SOURCE PASSAGE.
________________________

A Philadelphia hotel room will soon cost a little more.
City Council, at the urging of the Greater Philadelphia Hotel Association, on Thursday unanimously approved a new room fee that would add 0.75 percent to the daily rate at a Philadelphia hotel.
The levy, which will be managed by the hotels and used to attract events and groups that fill city hotel rooms, is expected to generate $5.8 million next year, and $7 million by 2022.
"We're not doing this because we want to add an expense," said Ed Grose, executive director of the association. "We're doing this because we think it's necessary to fill our hotel rooms."
A year ago, the city commerce director told the hotel group that the city would no longer be able to provide funds or grants to attract conventions and events, such as the Army-Navy Game and the NFL Draft.
"The hoteliers got together as a group and decided that, as long as we were able to set up an assessment, as opposed to a tax, then we would be able to control the money," Grose said. "If we can control the money, and make sure that all the funds are used for filling hotel rooms, then we would be willing to do this assessment."
Legislation, introduced by Councilman Derek S. Green and approved by Council, creates a hospitality-improvement district. "It's an economic-development opportunity in the city of Philadelphia," Green said. "Any time we can bring in additional large events, whether arts or sports, it's a benefit for the bottom line in our general fund."

________________________

Dataset excerpts:

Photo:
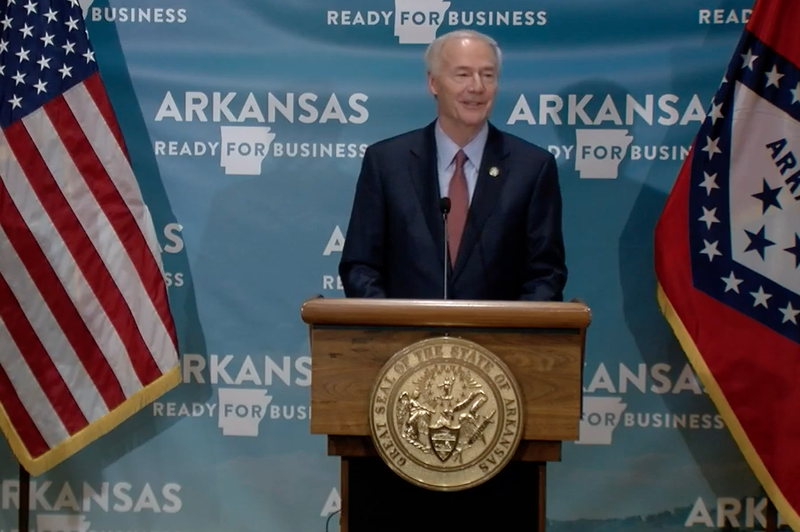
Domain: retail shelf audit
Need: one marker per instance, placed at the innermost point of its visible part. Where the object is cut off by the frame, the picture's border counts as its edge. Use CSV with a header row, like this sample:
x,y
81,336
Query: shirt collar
x,y
447,149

________________________

WHAT YOU WILL DO.
[1] According to the passage on the Philadelphia hotel room fee, how much is the levy expected to generate next year?
[2] Write a continuation of the article on the Philadelphia hotel room fee, picking up after its final sentence.

ANSWERS BY TASK.
[1] $5.8 million.

[2]
The fee, which has the backing of Mayor Kenney, will be in addition to the existing 7 percent sales tax that goes to the city and state and the 8.5 percent hotel tax divvied up among the Pennsylvania Convention Center, Philadelphia Visitors & Convention Bureau, and Visit Philadelphia leisure-tourism group.
The fee is expected to add $1.50 to a $200-a-night room rate. "For every $1 we award, we are expecting $8 back in economic impact," Grose said. "Mainly, we are looking to fill hotel rooms." Hotels will begin collecting the fee Jan. 1.
Other cities, including Dallas, San Diego, Tampa, San Francisco, and Los Angeles, have similar "hospitality-improvement" assessments used to compete for large conventions and events.
Philadelphia has more than 16,000 hotel rooms, and with new hotels being proposed, the number could eventually be 3,000 additional hotel rooms.
"This is not another agency," Grose said. "This is a fund to help our hospitality partners bring in conventions and large events that fill hotel rooms. We'll use existing staff."
The awards could be money, or services such as paying for an opening reception, or transportation costs while a group is here.
A volunteer board of 14 hotel managers and one representative from the city will decide how the money is spent. The board will include hotels on the waterfront, near the airport, on City Avenue, and around the Convention Center. "I want to make sure that all of my members see a benefit from this," Grose said.
"We have a new supply [of hotel rooms] coming into the city. This is just another tool to make sure that our hotels are full."
Philadelphia depends on convention and leisure travelers and does not get the level of corporate business that cities such as New York, Chicago, and Washington do.